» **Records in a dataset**

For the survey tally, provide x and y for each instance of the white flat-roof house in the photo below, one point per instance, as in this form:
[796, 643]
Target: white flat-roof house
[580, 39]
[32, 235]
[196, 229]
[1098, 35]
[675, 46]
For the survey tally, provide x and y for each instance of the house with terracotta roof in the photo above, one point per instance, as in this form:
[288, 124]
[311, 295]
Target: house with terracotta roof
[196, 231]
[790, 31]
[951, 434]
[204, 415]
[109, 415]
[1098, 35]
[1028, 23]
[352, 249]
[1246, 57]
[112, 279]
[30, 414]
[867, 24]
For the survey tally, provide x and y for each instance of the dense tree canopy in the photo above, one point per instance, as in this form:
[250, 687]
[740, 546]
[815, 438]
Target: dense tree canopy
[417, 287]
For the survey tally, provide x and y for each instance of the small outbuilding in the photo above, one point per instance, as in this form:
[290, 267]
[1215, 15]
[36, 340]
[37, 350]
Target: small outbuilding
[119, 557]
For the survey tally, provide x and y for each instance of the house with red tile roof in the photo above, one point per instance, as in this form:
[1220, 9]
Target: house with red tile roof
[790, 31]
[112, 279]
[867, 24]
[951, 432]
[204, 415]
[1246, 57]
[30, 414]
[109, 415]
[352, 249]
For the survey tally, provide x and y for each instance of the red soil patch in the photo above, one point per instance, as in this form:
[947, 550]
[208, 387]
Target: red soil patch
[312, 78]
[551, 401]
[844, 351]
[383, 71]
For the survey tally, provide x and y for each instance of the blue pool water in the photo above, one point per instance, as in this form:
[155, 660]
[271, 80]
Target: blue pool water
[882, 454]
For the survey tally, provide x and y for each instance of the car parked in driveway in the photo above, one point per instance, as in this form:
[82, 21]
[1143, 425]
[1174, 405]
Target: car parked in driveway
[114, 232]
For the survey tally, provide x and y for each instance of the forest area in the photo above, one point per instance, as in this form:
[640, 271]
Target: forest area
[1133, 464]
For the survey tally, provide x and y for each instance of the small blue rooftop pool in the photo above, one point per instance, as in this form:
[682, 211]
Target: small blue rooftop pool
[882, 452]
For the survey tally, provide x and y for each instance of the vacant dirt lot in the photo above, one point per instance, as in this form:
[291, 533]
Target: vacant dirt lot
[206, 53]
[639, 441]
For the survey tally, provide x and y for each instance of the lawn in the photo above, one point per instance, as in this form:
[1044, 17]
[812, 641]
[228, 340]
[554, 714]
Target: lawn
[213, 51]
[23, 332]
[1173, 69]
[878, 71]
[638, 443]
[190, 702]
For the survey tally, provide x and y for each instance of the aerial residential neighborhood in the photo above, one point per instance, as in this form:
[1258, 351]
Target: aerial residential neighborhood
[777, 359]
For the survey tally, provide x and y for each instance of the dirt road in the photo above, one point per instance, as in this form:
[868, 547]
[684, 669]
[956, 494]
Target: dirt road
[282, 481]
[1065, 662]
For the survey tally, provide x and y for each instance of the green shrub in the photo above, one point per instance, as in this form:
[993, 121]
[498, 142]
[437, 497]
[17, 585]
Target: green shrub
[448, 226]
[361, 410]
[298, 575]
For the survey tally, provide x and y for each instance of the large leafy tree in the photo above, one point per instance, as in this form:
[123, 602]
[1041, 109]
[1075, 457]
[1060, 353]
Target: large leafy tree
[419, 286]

» **EXERCISE PROMPT**
Write out again every line from the line with "of the dirt" up to and including the line with "[1065, 662]", the request included, and add 123 to each x and y value in the answer points; the request and its sample points stay as they are.

» **FULL ANSWER**
For the survey tally, provide x and y for each instance of the dirt road in the photo above, one point per instance, as in this form:
[868, 547]
[684, 669]
[956, 494]
Target: dirt road
[405, 604]
[1188, 785]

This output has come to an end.